**** Document excerpt
We're issuing dependency tasks eagerly for all documents of the task inputs "parent" schema. For blob pieces this means dependency tasks, and then blob tasks, are issued for every blob every time a piece arrives at the node :sweat_smile: .

sandreae commented 11 months ago

I actually can't remember the reason for doing this "eagerly". Thinking about it now, it seems enough to issue dependency tasks for only documents which actually do refer to the task inputs document (meaning we look at values in relation fields rather than the schema id when searching for "parent" documents).

sandreae commented 11 months ago

Something similar to this:

https://github.com/p2panda/aquadoggo/blob/3ac8b70d230cf44f29e06a686e1251e1a8df9f17/aquadoggo/src/db/stores/blob.rs#L323-L369

adzialocha commented 11 months ago

I actually can't remember the reason for doing this "eagerly".

If I understand your point correctly I think we need to keep it that "eagerly" as you otherwise will arrive at missing out third-tier, late-arriving operations not triggering materialization of the documents. https://whimsical.com/materializer-DbV6FUs51pqhouKff7Q546 - It's a complex topic, so might need to be revisited with some time to be 100% sure.

Something similar to this:

https://github.com/p2panda/aquadoggo/blob/3ac8b70d230cf44f29e06a686e1251e1a8df9f17/aquadoggo/src/db/stores/blob.rs#L323-L369

Maybe the issue is that the blob task doesn't have a way to prevent materialization when it already exists?

See for example: https://github.com/p2panda/aquadoggo/blob/main/aquadoggo/src/materializer/tasks/reduce.rs#L132-L134

It's fine to trigger many tasks in our design, they should just cancel early when they detect that they don't need to do the work (again).

sandreae commented 11 months ago

In case there's a misunderstanding, I'll explain the issue I think I see again, don't mean I'm defo right, just to avoid confusion.

It appears that we are issuing dependency tasks for all documents which follow an identified "parent schema". So in the case where we have ParentSchema and ChildSchema with the parent containing a pinned relation to the child, the following flow would occur:

I think we only want to issue dependency tasks for each individual document ~which refers to the current documents' view in a pinned relation (list)~ CORRECTION: which contains an operation which refers to any view of the current document in a pinned relation (list) . As shown here in the diagram: image

sandreae commented 11 months ago

Maybe the issue is that the blob task doesn't have a way to prevent materialization when it already exists?

This would also be a nice improvement :+1:

adzialocha commented 11 months ago

I think we only want to issue dependency tasks for each individual document which refers to the current documents' view in a pinned relation (list). As shown here in the diagram:

I think you will miss out on pinned views not getting materialized if they've get treated out of order.

sandreae commented 11 months ago

It's a complex topic, so might need to be revisited with some time to be 100% sure.

Yep, and we don't need to revisit it now. For the current issue we can solve with the blob task being aware of the fact it is duplicating work.

sandreae commented 11 months ago

(didn't mean to close :sweat_smile: )

sandreae commented 11 months ago

I think we only want to issue dependency tasks for each individual document which refers to the current documents' view in a pinned relation (list). As shown here in the diagram:

I think you will miss out on pinned views not getting materialized if they've get treated out of order.
********
_What to produce_:
Please reproduce the thread on eager dependency tasks word for word, beginning at the words "If I understand" and stopping after "the work (again).".
**** Record extracts
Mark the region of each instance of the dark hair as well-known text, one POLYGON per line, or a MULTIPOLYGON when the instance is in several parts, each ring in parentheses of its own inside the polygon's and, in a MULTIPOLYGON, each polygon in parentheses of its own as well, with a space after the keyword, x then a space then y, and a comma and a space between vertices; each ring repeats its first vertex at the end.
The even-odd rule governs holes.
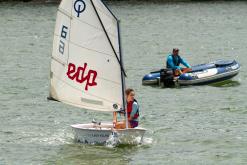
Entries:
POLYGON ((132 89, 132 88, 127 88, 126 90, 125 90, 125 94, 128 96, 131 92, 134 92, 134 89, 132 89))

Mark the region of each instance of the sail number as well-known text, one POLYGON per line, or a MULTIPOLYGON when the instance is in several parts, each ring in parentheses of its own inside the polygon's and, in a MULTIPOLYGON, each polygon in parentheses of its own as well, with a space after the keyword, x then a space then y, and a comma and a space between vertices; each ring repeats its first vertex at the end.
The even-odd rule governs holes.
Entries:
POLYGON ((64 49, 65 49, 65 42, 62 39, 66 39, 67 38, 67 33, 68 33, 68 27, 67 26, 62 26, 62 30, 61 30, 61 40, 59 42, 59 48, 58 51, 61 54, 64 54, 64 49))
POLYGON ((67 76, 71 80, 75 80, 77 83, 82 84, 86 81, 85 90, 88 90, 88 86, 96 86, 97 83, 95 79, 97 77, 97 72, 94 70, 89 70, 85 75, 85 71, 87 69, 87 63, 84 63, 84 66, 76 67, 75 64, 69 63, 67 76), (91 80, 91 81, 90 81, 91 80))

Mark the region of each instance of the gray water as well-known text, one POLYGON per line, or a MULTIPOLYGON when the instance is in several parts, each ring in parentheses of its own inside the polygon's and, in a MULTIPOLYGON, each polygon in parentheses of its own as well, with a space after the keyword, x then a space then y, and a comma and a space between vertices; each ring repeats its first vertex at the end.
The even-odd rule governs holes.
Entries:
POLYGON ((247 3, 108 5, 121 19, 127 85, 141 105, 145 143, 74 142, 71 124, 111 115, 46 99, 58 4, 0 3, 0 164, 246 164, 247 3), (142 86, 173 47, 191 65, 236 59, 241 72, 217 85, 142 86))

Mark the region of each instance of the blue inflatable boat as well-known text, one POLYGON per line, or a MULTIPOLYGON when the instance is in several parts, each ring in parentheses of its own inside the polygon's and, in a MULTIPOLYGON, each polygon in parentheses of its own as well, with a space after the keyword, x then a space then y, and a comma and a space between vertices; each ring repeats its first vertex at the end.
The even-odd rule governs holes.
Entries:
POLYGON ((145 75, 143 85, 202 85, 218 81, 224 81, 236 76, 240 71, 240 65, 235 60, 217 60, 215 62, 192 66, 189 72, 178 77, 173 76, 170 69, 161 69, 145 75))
********
_Task result_:
If I understand your point correctly I think we need to keep it that "eagerly" as you otherwise will arrive at missing out third-tier, late-arriving operations not triggering materialization of the documents. https://whimsical.com/materializer-DbV6FUs51pqhouKff7Q546 - It's a complex topic, so might need to be revisited with some time to be 100% sure.

Something similar to this:

https://github.com/p2panda/aquadoggo/blob/3ac8b70d230cf44f29e06a686e1251e1a8df9f17/aquadoggo/src/db/stores/blob.rs#L323-L369

Maybe the issue is that the blob task doesn't have a way to prevent materialization when it already exists?

See for example: https://github.com/p2panda/aquadoggo/blob/main/aquadoggo/src/materializer/tasks/reduce.rs#L132-L134

It's fine to trigger many tasks in our design, they should just cancel early when they detect that they don't need to do the work (again).